* **TAREFA PROPOSTA 1**:
Transcreva sem alterações a parte do texto sobre a escola Desmorest Passos que começa nas palavras "A liberdade de cátedra" e termina logo após "Nacional (artigo 3º).".
* **TAREFA PROPOSTA 2**:
Retome o texto sobre a escola Desmorest Passos e dê continuidade a ele a partir da última frase apresentada.

* **TRECHO DO TEXTO**:

Apesar de estar inserida em comunidade ribeirinha, às margens do Madeira e em território ancestral Mura, para o Estado, a escola Desmorest Passos recebe o mesmo tratamento que uma escola urbana, sem currículo diferenciado. O Sindicato dos Trabalhadores da Educação defende que a escola deveria ser enquadrada como escola rural, e não urbana.  Em todo caso, a unidade precisa seguir o que determina a Lei de Diretrizes e Bases, a LDB, que tornou “obrigatório o estudo da história e cultura afro-brasileira e indígena” em todos os estabelecimentos de ensino fundamental e de ensino médio, públicos e privados.

Para a professora e comunicadora indígena Ingrid Sateré Mawé, dirigente da Central Sindical e Popular Conlutas, os argumentos usados para remover Márcia da escola sinalizam violações da LDB.

“Existe um entendimento muito errado de que a cultura indígena só deve estar presente em conteúdos específicos e isso não é verdade. Essa sempre foi uma questão histórica, tanto que foi preciso a lei 11.645/2008 para reafirmar a necessidade de tornar obrigatório o estudo da história e cultura indígena de forma transversal em diferentes conteúdos e disciplinas”, explica Ingrid.

A liberdade de cátedra – um princípio que assegura a liberdade de ensinar e de aprender – também é prevista pela Constituição (artigo 206) e pela Lei de Diretrizes e Bases da Educação Nacional (artigo 3º).

Deixar a escolinha de Nazaré —e nessas circunstâncias— é separar Márcia da própria história. Criada ali na vila às margens do Madeira, onde a família fincou pau forte depois de vir de Uruapiara (AM), a história de Márcia remonta a própria história do seu povo Mura, que sofreu diversos estigmas, massacres, perdas demográficas, linguísticas e culturais ao longo do processo de colonização.

Com muito custo, nas palavras de Márcia, fez graduação e mestrado em Rondônia, enquanto a família se deslocava pelo território, ora por doença, ora por questões financeiras. Ao concluir o doutorado pela USP, em 2016, decidiu compartilhar com sua comunidade os saberes proporcionados pela troca de conhecimento na construção da dissertação “O Espaço Lembrado” (2008) e da tese “Tecendo Tradições Indígenas” (2016).

Ao percorrer as áreas de seringal, desde Nazaré a Uruapiara, passando por Humaitá (AM) e na Terra Indígena Itaparanã, Márcia percebeu que aqueles espaços, apesar de notadamente terem passado por algum processo de “apagamento da presença indígena”, também mantém tradições ancestrais indígenas.

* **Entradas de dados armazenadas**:
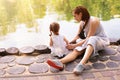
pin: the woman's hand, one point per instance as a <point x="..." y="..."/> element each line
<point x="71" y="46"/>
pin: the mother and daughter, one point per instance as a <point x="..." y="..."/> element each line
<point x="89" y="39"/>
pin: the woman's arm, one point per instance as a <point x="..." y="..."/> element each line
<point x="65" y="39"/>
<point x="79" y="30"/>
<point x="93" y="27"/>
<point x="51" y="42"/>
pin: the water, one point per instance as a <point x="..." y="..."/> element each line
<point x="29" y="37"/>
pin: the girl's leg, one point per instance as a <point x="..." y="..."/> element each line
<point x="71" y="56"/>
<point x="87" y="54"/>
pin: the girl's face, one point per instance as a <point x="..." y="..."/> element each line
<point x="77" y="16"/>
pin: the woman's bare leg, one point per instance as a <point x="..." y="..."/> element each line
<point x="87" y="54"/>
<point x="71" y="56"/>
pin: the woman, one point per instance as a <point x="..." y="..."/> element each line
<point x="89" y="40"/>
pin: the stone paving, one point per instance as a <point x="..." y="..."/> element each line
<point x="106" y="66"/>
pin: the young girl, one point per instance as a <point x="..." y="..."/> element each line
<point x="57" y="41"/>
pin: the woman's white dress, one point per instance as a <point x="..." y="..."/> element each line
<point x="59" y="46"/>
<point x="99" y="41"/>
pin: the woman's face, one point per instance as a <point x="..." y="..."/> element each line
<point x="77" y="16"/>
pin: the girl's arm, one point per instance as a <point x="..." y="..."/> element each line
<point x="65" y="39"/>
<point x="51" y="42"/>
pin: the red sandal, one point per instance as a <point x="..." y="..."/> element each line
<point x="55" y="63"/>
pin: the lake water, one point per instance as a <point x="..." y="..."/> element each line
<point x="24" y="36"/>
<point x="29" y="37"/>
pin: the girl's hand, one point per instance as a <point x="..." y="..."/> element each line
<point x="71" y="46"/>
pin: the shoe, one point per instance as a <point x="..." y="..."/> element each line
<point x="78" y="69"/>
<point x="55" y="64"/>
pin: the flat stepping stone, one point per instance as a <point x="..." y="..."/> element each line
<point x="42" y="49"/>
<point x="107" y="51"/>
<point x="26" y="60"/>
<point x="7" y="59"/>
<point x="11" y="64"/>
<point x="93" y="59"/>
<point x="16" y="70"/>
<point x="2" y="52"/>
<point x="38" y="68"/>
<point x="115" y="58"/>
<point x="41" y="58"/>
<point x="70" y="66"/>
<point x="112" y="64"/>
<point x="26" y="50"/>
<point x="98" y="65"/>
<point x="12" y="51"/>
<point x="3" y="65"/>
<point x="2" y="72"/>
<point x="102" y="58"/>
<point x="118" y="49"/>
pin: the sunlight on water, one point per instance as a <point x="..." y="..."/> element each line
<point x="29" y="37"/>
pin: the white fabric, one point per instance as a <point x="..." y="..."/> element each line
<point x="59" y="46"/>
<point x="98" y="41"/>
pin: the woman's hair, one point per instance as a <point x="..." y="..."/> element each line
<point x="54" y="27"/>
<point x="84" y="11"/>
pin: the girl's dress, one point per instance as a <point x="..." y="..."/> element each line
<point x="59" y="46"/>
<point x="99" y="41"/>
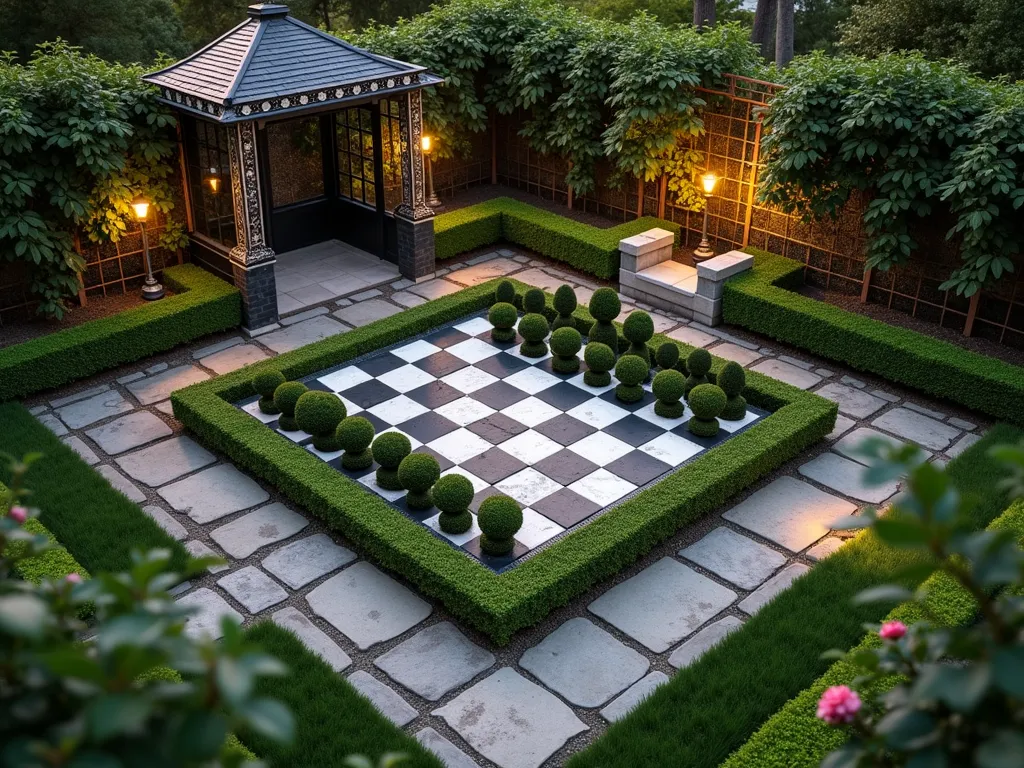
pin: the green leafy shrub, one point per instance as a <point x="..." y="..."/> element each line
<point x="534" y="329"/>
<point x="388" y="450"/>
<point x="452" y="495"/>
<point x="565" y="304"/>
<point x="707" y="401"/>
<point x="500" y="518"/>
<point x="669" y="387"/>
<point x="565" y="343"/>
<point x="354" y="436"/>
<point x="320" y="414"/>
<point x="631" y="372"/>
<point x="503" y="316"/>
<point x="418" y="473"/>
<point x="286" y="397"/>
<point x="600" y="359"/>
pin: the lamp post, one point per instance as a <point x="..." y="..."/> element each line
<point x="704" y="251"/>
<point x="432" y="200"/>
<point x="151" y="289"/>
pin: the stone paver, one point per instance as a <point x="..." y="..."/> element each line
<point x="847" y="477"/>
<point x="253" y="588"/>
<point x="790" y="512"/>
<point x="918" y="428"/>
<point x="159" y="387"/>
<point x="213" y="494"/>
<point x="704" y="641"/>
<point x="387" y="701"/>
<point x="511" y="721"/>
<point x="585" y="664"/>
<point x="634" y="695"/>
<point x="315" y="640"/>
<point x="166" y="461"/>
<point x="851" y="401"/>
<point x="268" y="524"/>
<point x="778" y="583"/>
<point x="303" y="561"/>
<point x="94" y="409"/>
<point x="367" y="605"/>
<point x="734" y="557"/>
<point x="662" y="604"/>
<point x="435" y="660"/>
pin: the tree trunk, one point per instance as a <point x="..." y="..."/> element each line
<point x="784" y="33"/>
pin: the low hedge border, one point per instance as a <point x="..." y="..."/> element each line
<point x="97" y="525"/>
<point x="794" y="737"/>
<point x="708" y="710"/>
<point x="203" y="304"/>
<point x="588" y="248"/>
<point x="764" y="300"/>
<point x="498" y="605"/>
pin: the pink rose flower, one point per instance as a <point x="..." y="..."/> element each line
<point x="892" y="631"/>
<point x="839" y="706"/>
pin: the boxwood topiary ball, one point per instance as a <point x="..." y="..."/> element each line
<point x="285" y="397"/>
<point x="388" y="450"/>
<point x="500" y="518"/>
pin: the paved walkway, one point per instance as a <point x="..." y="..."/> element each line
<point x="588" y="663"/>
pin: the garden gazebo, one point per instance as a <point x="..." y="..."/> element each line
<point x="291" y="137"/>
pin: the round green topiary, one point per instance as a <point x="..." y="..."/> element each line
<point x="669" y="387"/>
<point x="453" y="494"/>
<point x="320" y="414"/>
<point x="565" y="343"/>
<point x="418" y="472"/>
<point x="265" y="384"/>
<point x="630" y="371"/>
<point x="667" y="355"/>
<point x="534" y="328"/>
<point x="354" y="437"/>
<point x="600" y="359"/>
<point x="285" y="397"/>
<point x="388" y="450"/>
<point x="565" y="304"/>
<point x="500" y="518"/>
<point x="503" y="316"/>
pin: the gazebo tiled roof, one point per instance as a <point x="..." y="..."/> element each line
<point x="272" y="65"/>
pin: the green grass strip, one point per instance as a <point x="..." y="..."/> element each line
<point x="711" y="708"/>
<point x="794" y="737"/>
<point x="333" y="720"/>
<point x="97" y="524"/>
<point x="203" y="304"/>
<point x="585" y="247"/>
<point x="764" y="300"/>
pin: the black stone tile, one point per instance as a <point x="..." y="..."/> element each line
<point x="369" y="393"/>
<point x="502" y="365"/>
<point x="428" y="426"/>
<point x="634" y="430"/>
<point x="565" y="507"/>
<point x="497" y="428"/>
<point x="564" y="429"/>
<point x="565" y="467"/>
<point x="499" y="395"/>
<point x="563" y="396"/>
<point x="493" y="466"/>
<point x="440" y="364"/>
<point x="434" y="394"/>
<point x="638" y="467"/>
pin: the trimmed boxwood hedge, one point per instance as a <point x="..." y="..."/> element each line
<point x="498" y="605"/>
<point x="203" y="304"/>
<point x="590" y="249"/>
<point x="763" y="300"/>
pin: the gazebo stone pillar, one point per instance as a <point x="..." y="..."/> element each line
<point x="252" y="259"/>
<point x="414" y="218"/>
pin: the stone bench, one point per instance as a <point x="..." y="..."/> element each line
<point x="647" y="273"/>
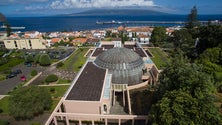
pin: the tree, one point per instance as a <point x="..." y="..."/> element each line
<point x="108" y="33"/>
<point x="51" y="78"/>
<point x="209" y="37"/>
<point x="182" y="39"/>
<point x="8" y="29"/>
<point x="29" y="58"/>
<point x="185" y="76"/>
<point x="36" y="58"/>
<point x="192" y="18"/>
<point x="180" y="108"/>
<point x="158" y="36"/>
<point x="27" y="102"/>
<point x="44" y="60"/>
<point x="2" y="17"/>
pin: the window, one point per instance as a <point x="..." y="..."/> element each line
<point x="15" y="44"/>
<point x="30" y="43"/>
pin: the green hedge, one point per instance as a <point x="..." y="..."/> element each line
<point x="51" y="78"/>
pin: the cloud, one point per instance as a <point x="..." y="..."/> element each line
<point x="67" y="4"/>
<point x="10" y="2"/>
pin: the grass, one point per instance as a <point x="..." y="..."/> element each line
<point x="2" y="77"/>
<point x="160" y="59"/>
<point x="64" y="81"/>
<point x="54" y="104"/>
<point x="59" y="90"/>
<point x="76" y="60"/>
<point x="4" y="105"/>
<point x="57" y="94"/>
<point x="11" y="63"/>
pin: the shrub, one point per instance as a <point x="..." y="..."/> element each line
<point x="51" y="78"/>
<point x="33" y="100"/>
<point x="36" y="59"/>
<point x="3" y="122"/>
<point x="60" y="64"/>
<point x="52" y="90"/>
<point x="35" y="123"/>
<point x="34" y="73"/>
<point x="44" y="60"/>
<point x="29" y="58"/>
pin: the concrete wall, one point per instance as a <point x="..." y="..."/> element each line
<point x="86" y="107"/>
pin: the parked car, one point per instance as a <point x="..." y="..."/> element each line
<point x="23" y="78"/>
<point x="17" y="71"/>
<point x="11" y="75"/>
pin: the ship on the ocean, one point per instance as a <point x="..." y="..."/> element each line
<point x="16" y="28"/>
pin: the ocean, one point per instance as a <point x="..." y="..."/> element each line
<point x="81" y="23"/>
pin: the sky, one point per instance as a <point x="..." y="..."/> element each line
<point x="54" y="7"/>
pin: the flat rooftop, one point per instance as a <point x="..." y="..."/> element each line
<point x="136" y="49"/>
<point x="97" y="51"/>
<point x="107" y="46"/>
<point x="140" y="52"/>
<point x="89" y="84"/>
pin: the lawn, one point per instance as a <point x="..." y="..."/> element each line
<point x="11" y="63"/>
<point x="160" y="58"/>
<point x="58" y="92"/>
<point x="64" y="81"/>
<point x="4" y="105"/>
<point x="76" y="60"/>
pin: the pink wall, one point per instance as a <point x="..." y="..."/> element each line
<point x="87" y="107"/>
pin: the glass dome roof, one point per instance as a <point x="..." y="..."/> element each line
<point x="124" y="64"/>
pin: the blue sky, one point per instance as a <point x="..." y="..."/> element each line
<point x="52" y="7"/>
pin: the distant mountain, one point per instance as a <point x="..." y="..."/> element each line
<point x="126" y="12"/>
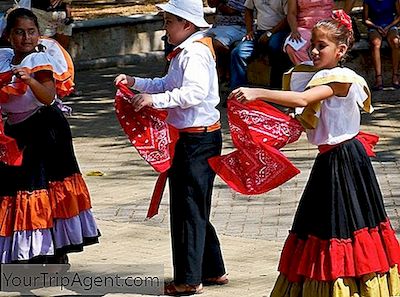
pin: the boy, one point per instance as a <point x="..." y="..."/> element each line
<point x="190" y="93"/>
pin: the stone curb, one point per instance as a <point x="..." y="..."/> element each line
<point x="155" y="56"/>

* **RESPOSTA REDIGIDA 1**:
A liberdade de cátedra – um princípio que assegura a liberdade de ensinar e de aprender – também é prevista pela Constituição (artigo 206) e pela Lei de Diretrizes e Bases da Educação Nacional (artigo 3º).

* **RESPOSTA REDIGIDA 2**:
“O intuito foi alinhavar uma reflexão sobre os modos de ser indígenas e seus mecanismos de resistência, para que a maneira de viver ligado à natureza se mantenha viva, diante das ameaças dos projetos desenvolvimentistas que não consideram os patamares da cultura dessas comunidades que se estendem ao longo das margens dos rios e lagos da Amazônia”, escreveu Márcia na tese que também assume tom de denúncia quando trata das “políticas genocidas e etnocidas contra os povos indígenas e tradicionais”, principalmente àquelas ligadas a projetos desenvolvimentistas como as hidrelétricas da região do Rio Madeira.

Numa das passagens do estudo que virou livro, escreveu: “Essa Amazônia que fica em chamas de um lado e deserta do outro, e ao mesmo tempo oferece uma água fria de um igarapé para se refrescar, enquanto passa um incêndio acidental ou provocado do lado ou se desmata uma grande área para criar gado ou plantar soja ou ainda desvia-se um rio para construir uma hidrelétrica. Essa Amazônia cheia de gente que canta, que luta, que sonha e faz poesia, que perde suas lideranças assassinadas e chora, fica com o nó na garganta, levanta a cabeça, finca o pé no chão e não desiste de lutar pelo seu espaço de vida”.

“Nós, Muras, além de termos passado por um processo de colonização portuguesa e espanhola, também fomos tupinizados. Isso que estou passando para eles [os alunos] em sala não se encontra em livro didático nenhum”, diz a professora.

Concentrados no interflúvio Madeira-Purus, os povos Muras sofreram intensamente com o processo de colonização, que extinguiu sua língua materna e até hoje pressiona a etnia, alvo de constantes ameaças contra sua cultura e seu território. Áreas ocupadas pelos Muras atualmente estão na mira de megaprojetos, como a reconstrução da BR-319, que pretende ligar Porto Velho a Manaus, e na construção de uma mina de potássio que quer escavar por debaixo da Terra Indígena em Autazes.